Document Retention: How Long is Enough?3/10/2017 | By: David N. Milner, Esq. | GDB 2017 Spring Newsletter
Clients often ask “For how long should I retain my records?” Unfortunately, there is no finite answer to this question. Typically the need for retaining records is to support a position in the event it is challenged. The best answer is that records should only be destroyed when you are certain there will be no reason to produce them in the future.
With respect to tax and most contract matters, conventional wisdom is that records should be retained for six years. With respect to income tax matters this standard is based on the time period given to the IRS to challenge positions taken on your income tax returns. While the period during which the IRS may assess additional income tax is generally three years, if the Internal Revenue Service can establish that there was an omission of income equal to or greater than 25% of the gross income that was reported, a six-year statute of limitations will apply. It is important to remember that the statute runs from the time the return is filed. For example, for the 2016 year, if you obtain an extension for filing your return and do not file your return until October 15, 2017, then applying the “standard” six-year statute, you should retain any back-up documentation supporting positions taken on your 2016 return until at least October 15, 2023.
However, it is best to retain records for as long as possible. For example:
When you sell your residence, you will need to establish the tax basis of your residence (i.e., generally its original cost plus the cost of any permanent improvements) for purposes of determining gain or loss. This is true regardless of how long ago the residence was acquired.

# # # # # # #

◆ Set task 1
Answer these questions from the document retention article:
(a) For how many years does conventional wisdom say tax and most contract records should be kept?
(b) From what point does the statute of limitations run?
(c) What does the tax basis of a residence generally consist of?

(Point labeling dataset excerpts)
# # # # # # #

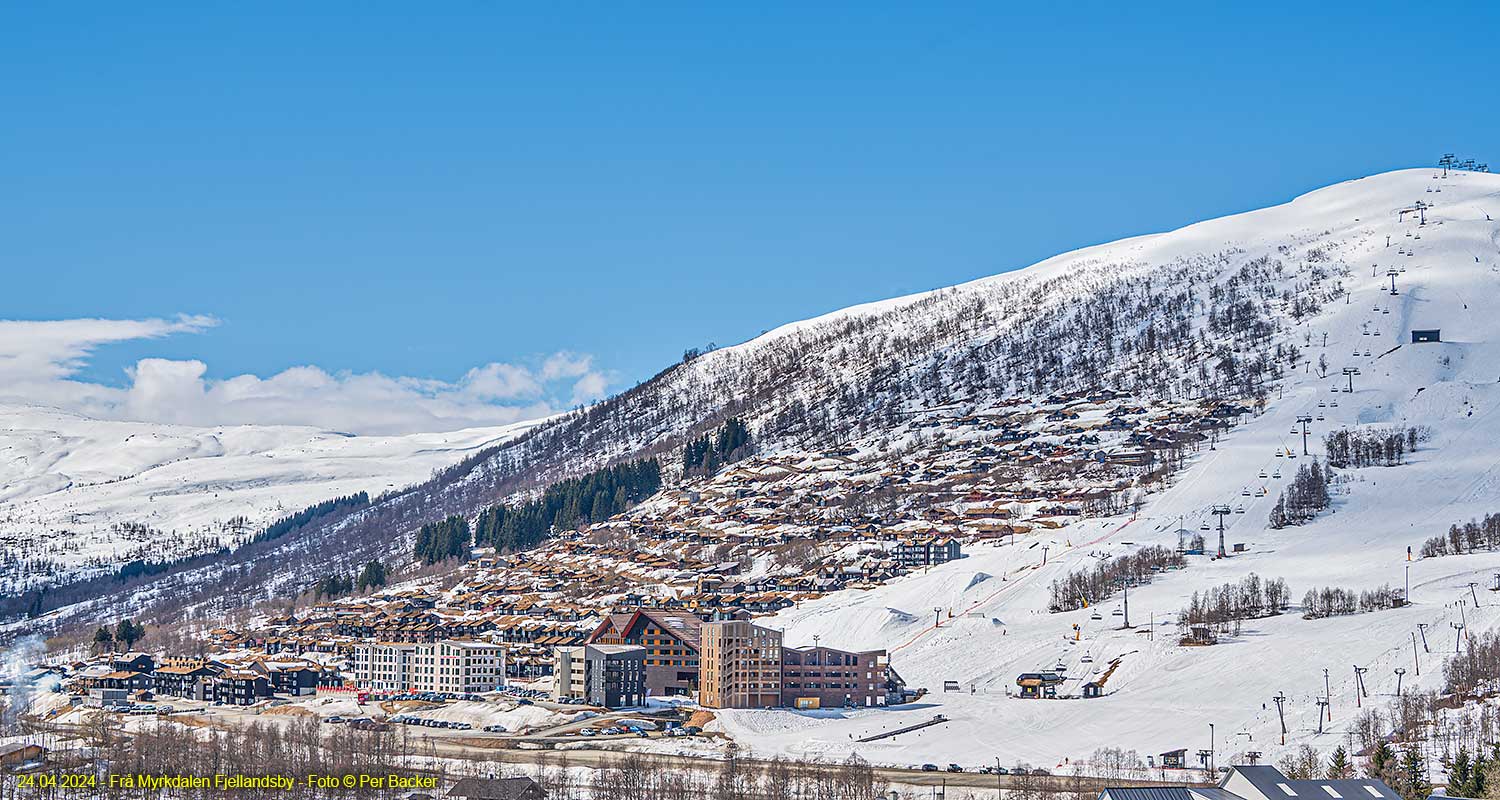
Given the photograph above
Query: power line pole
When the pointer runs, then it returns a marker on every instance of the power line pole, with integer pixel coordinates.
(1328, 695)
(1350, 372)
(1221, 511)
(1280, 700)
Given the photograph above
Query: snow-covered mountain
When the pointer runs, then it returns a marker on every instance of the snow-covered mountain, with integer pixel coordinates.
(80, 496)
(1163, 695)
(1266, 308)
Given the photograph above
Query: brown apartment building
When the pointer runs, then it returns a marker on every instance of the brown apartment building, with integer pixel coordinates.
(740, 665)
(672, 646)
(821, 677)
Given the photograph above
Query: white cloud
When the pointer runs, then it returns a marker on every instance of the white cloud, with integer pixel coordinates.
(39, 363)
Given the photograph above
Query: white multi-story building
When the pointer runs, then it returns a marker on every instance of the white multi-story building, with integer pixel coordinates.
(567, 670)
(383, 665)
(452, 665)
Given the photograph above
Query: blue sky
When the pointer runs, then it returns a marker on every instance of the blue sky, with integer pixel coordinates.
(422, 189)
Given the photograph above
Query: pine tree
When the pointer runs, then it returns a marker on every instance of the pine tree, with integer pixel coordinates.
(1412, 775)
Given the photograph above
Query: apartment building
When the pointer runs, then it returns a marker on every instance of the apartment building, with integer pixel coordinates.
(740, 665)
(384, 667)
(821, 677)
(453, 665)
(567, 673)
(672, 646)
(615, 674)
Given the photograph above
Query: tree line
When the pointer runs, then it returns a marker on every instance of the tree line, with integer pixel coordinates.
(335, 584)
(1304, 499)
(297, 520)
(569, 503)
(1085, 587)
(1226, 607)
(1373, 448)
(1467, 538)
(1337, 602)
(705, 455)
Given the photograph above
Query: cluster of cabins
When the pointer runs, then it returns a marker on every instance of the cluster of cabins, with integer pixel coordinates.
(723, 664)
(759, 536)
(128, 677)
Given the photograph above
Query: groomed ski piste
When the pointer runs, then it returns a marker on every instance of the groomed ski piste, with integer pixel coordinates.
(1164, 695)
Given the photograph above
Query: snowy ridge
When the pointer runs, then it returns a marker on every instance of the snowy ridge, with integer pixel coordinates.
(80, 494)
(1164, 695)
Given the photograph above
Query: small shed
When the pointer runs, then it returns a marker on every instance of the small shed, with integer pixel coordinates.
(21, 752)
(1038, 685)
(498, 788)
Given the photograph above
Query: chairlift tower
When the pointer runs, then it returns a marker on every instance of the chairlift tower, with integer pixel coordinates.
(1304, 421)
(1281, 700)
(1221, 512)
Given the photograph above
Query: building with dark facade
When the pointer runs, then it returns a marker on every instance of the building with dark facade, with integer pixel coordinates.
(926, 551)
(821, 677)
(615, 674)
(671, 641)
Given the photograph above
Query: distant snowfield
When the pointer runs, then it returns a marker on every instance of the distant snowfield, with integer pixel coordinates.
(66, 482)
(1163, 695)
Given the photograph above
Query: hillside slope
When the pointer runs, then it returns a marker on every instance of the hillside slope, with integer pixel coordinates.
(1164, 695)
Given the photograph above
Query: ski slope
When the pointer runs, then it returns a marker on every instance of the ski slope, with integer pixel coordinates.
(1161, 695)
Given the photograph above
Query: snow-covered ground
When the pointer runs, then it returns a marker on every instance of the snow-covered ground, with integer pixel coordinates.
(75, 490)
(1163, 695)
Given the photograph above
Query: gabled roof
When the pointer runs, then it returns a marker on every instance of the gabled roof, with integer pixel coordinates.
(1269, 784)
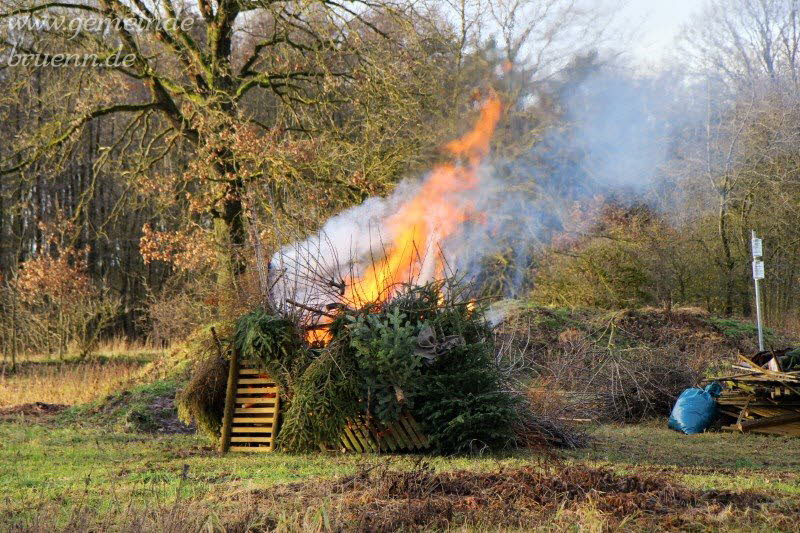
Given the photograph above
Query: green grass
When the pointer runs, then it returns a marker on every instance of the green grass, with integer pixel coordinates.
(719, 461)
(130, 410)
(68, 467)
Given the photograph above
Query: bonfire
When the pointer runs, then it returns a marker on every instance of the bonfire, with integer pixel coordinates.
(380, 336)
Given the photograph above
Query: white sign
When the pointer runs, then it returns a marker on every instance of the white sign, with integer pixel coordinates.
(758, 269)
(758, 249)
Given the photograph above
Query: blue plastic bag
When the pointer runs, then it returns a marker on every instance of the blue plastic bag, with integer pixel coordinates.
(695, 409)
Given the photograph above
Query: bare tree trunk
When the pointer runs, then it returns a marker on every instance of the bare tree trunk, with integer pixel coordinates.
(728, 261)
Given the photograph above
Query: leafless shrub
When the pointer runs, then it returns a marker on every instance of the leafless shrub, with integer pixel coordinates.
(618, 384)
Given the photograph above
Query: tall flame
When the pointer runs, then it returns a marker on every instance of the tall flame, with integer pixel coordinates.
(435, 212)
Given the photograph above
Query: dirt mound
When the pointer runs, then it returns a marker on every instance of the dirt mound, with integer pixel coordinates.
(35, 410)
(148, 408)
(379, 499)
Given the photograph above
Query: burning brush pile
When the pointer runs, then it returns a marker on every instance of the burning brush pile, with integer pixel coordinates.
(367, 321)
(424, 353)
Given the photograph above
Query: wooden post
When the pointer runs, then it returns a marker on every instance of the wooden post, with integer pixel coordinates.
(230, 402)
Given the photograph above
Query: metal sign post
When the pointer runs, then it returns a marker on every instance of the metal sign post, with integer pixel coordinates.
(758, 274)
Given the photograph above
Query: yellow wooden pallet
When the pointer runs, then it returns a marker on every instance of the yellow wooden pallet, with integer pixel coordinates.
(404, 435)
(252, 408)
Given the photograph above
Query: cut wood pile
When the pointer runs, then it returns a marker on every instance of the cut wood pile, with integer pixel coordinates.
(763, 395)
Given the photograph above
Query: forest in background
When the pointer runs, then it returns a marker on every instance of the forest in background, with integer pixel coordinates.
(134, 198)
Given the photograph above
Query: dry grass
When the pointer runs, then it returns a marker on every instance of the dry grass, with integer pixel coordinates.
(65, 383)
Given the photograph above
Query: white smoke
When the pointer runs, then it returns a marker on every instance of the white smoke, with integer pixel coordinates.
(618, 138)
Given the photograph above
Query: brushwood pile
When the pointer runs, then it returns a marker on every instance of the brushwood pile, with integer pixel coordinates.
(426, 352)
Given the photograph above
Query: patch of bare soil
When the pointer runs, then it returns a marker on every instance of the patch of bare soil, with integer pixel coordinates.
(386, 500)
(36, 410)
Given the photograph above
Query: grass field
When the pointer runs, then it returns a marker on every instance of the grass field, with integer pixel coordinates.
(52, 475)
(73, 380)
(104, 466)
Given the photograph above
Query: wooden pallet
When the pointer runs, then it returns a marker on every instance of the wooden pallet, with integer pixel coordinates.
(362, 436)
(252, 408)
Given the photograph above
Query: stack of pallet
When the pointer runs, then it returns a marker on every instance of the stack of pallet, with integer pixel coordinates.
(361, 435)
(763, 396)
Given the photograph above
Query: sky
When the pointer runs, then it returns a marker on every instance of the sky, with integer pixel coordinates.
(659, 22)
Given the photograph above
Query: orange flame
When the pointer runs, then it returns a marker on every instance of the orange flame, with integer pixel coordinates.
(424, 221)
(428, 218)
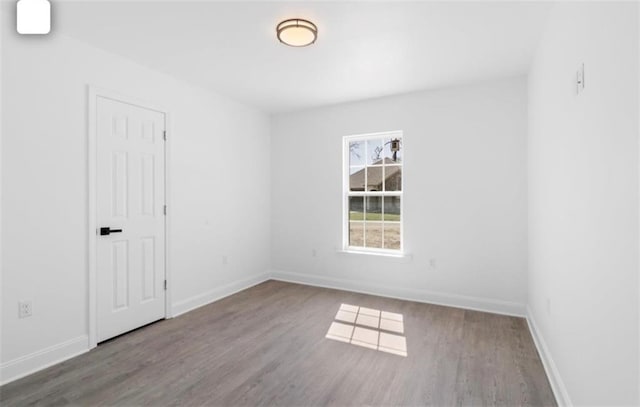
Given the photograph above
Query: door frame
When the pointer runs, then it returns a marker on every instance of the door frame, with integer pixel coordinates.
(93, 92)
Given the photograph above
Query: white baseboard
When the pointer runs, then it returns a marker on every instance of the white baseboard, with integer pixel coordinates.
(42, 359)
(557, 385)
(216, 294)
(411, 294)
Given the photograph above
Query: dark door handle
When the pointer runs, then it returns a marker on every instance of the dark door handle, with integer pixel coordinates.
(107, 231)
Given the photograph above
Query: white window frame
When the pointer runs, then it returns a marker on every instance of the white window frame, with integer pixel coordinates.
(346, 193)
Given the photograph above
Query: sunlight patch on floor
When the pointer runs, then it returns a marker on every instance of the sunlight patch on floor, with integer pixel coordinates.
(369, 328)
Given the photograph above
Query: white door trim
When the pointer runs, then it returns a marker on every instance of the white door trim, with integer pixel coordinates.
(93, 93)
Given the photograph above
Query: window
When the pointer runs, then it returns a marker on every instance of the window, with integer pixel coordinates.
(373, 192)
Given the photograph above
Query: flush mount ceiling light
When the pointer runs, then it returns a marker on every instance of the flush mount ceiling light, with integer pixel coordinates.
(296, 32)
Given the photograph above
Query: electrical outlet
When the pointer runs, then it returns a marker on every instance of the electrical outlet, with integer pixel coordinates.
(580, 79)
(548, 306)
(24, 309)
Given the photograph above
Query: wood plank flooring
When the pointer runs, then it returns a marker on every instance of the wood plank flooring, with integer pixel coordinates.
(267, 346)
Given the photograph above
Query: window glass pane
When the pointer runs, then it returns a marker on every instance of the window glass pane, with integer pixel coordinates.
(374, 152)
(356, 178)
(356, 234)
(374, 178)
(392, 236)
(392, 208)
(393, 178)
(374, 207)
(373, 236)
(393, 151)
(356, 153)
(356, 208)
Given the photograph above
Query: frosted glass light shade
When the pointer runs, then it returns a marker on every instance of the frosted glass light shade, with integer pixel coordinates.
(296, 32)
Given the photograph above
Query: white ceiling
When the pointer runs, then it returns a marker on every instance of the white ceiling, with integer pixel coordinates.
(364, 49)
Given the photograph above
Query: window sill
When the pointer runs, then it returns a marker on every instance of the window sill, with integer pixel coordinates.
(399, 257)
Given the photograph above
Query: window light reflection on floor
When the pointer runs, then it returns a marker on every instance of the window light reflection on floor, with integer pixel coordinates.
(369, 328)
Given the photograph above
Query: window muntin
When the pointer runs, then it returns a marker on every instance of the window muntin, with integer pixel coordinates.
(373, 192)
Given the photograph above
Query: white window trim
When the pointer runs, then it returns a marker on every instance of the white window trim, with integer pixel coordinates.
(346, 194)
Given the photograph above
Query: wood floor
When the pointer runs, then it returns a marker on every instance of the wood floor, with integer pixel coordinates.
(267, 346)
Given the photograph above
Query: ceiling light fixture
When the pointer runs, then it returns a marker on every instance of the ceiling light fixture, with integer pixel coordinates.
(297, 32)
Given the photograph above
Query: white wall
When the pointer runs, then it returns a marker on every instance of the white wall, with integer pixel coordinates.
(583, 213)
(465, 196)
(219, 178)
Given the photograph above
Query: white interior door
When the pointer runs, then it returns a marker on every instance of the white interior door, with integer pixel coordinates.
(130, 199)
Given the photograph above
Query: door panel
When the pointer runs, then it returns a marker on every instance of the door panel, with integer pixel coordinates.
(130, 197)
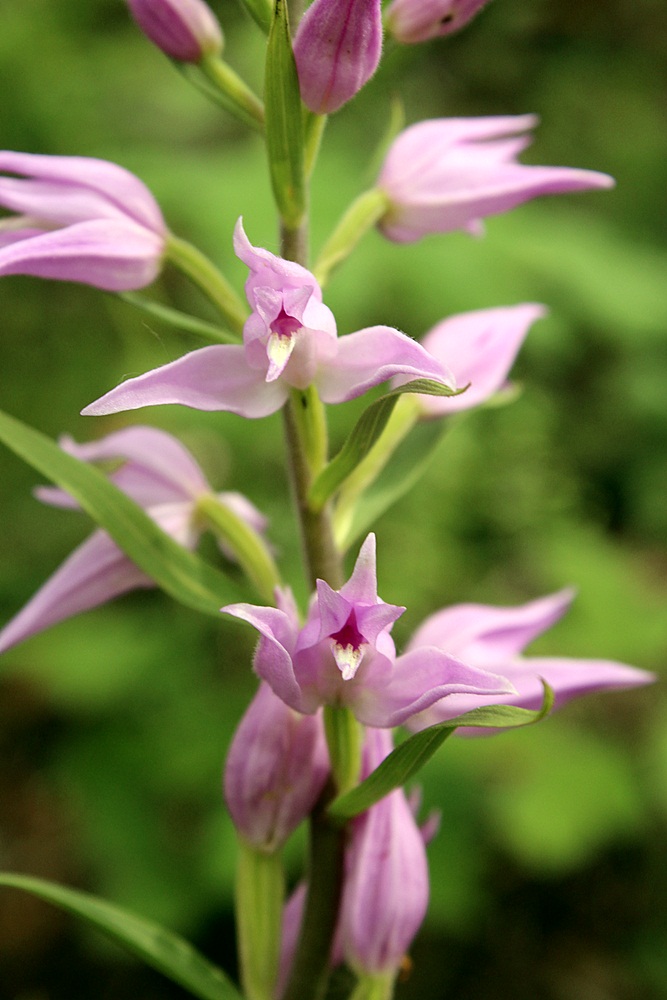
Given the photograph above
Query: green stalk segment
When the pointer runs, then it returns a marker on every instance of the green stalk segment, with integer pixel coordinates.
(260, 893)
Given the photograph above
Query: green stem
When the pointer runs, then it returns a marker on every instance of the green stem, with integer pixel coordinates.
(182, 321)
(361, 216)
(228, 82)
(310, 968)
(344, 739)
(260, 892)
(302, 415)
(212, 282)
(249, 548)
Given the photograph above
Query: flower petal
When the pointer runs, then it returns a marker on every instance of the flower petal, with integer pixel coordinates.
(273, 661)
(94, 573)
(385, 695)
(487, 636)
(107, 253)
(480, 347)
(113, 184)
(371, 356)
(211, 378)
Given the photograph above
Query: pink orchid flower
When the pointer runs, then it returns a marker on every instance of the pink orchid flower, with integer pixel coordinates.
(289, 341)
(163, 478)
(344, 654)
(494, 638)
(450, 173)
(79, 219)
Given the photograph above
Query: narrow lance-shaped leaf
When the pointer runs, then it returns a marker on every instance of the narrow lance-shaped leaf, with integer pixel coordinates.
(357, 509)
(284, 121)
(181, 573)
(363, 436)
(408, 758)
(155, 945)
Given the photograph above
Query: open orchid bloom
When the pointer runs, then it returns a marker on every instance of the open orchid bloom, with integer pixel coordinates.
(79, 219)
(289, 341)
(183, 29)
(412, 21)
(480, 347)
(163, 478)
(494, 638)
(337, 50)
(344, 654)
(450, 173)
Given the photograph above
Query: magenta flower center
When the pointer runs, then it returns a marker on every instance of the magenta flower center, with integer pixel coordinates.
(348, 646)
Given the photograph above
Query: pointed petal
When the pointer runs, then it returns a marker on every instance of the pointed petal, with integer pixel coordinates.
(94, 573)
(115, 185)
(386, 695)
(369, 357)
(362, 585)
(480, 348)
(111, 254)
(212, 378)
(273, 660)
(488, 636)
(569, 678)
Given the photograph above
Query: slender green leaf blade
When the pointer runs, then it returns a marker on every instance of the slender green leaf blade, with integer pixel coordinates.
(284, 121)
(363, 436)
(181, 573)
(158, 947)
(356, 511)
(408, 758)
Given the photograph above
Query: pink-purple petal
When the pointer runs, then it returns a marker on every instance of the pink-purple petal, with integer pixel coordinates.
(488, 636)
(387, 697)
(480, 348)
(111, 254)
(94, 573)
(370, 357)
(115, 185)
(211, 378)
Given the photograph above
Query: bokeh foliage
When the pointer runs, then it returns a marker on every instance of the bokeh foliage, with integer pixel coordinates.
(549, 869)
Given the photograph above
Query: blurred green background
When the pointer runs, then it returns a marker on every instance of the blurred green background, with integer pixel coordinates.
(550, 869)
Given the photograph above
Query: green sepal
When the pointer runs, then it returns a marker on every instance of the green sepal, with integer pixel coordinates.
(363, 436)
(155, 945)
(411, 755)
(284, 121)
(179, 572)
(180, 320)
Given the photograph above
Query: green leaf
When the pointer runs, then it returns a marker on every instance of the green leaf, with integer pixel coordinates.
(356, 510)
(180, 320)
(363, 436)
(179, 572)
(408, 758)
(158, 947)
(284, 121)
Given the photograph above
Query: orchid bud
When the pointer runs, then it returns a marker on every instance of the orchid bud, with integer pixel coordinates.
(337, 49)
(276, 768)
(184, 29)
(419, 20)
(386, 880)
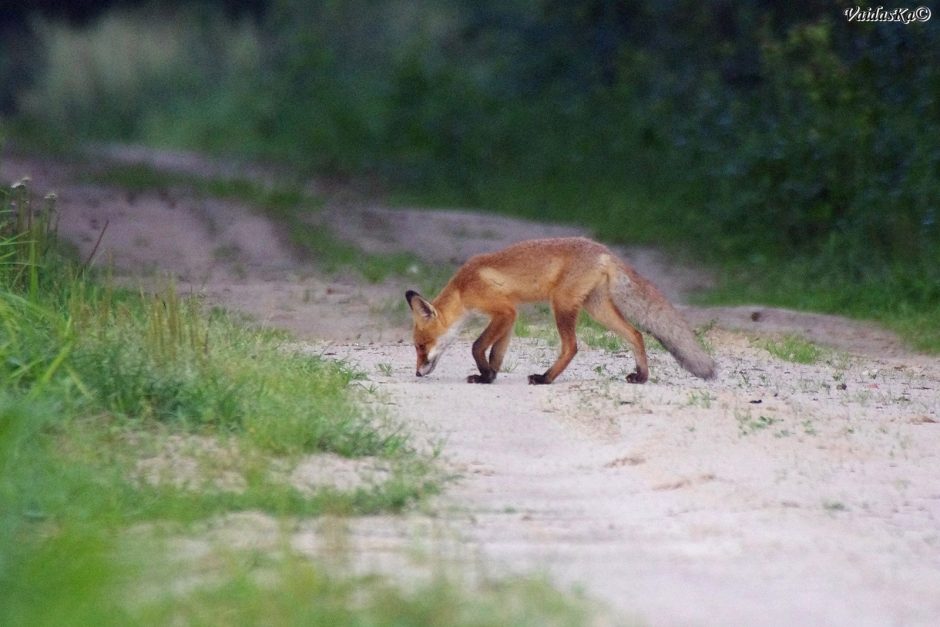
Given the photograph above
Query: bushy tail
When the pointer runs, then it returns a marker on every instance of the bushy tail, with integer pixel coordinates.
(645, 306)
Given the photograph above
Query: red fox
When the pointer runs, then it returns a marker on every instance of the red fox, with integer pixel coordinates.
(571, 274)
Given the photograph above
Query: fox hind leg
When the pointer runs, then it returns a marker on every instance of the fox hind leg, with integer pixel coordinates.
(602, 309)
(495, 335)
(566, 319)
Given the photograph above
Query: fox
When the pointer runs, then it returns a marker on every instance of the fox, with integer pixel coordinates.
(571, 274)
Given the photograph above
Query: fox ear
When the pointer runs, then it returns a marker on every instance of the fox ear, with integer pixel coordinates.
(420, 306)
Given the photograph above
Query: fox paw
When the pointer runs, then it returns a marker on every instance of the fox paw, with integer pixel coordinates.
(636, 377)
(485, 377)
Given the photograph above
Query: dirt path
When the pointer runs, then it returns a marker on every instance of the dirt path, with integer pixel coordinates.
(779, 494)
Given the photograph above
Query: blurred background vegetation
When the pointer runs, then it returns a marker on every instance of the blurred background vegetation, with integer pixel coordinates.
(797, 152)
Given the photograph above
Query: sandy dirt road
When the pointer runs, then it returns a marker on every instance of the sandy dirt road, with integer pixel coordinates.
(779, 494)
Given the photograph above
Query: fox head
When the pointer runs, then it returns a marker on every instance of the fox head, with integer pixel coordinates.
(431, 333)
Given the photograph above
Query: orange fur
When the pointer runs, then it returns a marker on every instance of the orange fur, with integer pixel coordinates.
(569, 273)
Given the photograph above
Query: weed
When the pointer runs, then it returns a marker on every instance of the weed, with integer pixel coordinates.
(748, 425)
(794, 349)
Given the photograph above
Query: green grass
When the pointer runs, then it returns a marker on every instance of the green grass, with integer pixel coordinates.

# # # # # # #

◆ Set task 2
Please pick out every line of the entries that contains the word "pointed".

◆ Exercise solution 1
(a) Six years.
(b) From the time the return is filed.
(c) Its original cost plus the cost of any permanent improvements.

◆ Exercise solution 2
Query: pointed petal
When the pointer runs, then it returns a marker on every instance of the pointed petal, with integer pixel coordinates.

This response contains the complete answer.